Entries taken from a collection |
::::::

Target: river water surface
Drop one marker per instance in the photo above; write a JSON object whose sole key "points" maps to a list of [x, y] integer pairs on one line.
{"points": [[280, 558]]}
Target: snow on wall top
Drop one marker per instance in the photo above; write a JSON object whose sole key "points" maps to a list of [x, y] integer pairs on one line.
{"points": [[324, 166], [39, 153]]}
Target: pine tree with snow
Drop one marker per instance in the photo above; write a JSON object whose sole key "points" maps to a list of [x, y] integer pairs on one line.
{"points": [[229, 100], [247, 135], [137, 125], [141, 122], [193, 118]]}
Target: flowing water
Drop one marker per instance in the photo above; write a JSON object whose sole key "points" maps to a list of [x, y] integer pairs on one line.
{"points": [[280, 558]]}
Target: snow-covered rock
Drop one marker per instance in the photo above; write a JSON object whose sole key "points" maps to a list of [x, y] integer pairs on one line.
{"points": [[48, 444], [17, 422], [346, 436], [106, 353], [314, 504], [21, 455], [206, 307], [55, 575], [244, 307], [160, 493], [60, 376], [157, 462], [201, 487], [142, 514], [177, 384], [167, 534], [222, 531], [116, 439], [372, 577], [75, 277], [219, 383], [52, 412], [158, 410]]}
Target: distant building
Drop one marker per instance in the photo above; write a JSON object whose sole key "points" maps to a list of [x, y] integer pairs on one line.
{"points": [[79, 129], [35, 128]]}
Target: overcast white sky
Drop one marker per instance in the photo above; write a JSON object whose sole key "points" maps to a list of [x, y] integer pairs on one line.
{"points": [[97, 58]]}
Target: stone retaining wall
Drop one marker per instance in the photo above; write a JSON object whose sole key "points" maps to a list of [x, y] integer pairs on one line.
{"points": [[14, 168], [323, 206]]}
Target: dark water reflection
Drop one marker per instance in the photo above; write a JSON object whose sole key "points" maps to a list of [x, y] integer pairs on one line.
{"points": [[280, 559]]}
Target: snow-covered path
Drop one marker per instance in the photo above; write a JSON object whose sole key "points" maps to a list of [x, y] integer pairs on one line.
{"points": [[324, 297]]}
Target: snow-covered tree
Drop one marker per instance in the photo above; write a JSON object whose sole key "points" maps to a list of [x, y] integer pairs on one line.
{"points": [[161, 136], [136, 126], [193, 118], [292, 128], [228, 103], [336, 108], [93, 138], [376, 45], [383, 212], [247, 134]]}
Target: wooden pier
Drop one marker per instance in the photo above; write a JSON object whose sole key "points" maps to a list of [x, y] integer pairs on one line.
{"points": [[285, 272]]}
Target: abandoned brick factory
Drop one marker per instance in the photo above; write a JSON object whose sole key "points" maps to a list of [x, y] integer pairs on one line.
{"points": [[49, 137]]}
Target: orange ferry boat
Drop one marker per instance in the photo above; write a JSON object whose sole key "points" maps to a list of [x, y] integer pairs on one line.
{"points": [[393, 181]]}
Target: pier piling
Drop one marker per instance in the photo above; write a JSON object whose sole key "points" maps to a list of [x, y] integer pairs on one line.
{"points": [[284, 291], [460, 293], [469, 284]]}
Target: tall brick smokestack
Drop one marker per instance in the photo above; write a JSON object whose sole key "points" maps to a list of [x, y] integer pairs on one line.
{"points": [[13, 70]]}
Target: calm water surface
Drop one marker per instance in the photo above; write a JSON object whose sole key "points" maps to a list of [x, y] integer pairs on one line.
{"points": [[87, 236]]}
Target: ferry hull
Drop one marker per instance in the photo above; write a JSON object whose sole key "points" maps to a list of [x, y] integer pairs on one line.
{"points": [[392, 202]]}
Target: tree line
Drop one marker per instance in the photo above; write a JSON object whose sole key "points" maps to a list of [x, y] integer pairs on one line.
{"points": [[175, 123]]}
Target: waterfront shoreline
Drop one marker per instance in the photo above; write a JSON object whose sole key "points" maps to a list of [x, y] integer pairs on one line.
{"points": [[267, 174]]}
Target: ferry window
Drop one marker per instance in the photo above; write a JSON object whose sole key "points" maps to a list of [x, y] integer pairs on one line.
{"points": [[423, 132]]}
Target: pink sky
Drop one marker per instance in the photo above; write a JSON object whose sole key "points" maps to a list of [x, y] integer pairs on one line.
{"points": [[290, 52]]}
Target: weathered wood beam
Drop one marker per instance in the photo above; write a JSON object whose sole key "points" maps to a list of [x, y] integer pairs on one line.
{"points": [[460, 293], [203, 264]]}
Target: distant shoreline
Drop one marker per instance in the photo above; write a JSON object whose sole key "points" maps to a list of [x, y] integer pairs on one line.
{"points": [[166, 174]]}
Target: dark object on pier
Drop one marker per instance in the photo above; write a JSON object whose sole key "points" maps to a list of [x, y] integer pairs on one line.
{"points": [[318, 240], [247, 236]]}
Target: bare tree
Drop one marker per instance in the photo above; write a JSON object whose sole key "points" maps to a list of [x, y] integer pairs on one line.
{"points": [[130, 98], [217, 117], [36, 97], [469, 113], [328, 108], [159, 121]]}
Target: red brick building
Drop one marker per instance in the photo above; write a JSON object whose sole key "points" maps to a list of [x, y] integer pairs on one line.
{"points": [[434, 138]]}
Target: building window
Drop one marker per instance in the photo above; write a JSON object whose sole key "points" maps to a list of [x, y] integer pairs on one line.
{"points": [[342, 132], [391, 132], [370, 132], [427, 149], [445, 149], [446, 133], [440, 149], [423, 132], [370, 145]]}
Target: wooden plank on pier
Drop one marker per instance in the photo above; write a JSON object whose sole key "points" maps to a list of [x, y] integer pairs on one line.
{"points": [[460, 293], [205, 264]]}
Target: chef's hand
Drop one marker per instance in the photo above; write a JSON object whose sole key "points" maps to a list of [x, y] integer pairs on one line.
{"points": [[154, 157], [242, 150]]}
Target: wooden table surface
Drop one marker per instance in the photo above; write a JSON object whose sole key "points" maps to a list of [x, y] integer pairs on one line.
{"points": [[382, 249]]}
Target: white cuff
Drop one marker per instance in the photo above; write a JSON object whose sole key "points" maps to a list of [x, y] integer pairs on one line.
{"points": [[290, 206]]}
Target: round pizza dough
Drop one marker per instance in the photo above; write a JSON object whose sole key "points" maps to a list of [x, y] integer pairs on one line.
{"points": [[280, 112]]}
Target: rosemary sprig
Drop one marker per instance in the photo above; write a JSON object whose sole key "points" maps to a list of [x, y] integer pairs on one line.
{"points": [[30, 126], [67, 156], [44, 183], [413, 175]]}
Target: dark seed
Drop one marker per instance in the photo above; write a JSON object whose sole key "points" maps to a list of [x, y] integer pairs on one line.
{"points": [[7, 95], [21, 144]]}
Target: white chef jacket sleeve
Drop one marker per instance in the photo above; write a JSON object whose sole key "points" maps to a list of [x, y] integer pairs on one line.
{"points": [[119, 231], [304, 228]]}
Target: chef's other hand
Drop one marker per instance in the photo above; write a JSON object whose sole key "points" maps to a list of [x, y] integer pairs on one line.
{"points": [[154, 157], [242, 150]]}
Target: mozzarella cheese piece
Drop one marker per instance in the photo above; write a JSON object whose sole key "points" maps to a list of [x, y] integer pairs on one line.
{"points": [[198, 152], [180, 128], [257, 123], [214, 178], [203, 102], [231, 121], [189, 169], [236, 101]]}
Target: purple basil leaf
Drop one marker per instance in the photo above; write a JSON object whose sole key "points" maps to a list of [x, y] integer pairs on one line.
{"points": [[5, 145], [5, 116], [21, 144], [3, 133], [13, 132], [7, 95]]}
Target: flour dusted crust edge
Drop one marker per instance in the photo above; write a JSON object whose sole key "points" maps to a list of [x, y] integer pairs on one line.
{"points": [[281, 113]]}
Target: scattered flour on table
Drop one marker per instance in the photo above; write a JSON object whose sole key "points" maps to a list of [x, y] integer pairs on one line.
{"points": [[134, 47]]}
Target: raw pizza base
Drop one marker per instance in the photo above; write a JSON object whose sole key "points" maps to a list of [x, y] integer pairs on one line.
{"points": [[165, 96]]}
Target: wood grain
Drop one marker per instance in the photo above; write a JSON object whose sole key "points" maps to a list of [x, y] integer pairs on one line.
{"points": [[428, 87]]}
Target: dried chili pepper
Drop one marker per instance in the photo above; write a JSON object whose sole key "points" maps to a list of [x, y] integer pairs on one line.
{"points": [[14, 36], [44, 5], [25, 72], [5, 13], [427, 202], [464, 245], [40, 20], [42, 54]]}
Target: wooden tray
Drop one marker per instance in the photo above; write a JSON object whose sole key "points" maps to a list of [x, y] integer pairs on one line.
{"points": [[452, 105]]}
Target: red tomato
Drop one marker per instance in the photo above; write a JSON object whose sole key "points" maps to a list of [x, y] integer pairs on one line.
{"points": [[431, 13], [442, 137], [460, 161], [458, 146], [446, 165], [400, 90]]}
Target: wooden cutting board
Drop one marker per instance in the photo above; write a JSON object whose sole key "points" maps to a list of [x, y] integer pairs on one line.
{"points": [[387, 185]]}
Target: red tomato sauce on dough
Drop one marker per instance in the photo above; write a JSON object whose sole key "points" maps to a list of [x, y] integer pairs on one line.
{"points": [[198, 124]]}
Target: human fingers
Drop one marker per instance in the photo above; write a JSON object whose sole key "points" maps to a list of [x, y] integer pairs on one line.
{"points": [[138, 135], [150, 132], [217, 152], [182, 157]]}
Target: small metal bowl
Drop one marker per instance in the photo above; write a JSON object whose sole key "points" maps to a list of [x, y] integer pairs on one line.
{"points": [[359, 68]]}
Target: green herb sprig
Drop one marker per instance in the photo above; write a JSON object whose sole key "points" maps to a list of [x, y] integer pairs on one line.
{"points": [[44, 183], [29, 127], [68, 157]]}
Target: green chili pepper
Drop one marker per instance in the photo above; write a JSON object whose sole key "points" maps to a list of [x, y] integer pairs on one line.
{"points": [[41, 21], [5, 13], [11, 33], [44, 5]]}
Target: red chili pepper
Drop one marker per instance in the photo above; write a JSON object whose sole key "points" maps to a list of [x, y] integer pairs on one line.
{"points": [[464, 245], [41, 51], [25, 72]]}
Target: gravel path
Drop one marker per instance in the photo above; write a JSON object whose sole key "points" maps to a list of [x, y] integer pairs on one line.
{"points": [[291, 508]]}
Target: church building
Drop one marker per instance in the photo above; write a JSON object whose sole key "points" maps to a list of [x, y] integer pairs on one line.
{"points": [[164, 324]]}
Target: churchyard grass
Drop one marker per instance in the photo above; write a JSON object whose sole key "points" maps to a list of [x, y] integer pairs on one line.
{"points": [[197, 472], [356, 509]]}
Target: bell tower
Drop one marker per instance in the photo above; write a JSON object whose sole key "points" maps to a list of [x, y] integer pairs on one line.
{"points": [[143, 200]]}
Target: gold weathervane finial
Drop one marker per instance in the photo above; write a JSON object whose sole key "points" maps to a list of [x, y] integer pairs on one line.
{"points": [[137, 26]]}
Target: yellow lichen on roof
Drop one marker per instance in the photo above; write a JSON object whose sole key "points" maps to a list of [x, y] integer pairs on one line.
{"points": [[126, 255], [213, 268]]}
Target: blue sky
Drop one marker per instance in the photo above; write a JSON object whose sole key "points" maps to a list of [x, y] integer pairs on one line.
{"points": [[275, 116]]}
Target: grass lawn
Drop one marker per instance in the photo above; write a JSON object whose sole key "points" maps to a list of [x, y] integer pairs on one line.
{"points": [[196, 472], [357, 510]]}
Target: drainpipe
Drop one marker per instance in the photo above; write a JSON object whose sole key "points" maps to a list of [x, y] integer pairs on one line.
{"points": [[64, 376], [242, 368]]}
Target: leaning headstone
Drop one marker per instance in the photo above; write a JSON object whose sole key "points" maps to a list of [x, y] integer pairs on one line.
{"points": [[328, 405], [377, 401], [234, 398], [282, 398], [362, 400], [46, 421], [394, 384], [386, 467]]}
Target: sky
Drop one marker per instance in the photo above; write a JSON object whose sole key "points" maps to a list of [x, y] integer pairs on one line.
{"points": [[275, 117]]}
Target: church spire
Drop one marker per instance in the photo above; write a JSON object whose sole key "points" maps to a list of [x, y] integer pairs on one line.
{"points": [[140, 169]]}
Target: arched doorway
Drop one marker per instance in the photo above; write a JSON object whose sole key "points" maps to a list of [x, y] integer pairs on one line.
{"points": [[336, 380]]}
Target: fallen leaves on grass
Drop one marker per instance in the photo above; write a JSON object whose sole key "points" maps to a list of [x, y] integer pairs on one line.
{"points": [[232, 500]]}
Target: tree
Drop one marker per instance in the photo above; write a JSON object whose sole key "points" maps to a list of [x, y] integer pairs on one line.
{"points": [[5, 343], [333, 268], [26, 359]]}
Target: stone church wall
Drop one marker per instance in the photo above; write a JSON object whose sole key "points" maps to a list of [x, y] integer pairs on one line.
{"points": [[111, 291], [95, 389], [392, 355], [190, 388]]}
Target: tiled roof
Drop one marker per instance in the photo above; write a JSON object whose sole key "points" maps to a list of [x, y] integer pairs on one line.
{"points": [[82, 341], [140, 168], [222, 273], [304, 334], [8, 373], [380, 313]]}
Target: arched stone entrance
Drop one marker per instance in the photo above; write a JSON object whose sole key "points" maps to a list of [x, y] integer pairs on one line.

::::::

PROBLEM DESCRIPTION |
The line containing "Target: dark water reflection" marks the end. Please print exactly every line from the top of the data to it, both included, and nothing more.

WRITTEN REPLY |
Target: river water surface
Drop one marker per instance in the photo above; write a JSON object whose sole key "points" maps to a list of [x, y] integer pairs on one line.
{"points": [[280, 558]]}
Target: snow on wall top
Drop one marker per instance in the photo above; write a JSON object whose sole key "points" maps to a list of [x, y] integer pairs on one line.
{"points": [[324, 166], [39, 153]]}
Target: pine tree with snow
Drop one marker per instance in the photo above; write a JSON object whose sole key "points" maps to a list of [x, y] integer pairs on one line.
{"points": [[229, 100], [247, 135], [137, 125], [141, 122], [193, 118]]}
Target: flowing water
Drop one marker per instance in the photo above; write a JSON object whose sole key "points" maps to a list of [x, y] integer pairs on one line.
{"points": [[280, 558]]}
Target: snow-covered rock
Drop one marker per instance in the photo above; write a JSON object whose sole key "points" maps to a list of [x, y] integer pairs on one line.
{"points": [[48, 444], [17, 422], [346, 436], [106, 353], [314, 504], [21, 455], [206, 307], [55, 575], [244, 307], [160, 493], [60, 376], [157, 462], [201, 487], [142, 514], [177, 384], [167, 534], [222, 531], [116, 439], [372, 577], [75, 277], [219, 383], [52, 412], [158, 410]]}
Target: distant building
Drop one marker per instance in the photo above; write a JSON object whose sole key "points" maps to a list of [x, y] integer pairs on one line.
{"points": [[79, 129], [35, 128]]}
Target: overcast white sky
Drop one marker per instance in the photo above; write a JSON object whose sole key "points" maps to a list of [x, y] integer pairs on one line.
{"points": [[97, 58]]}
Target: stone retaining wall
Drop one marker per instance in the photo above; write a JSON object whose sole key "points" maps to a list of [x, y] integer pairs on one line.
{"points": [[14, 168], [323, 206]]}
Target: dark water reflection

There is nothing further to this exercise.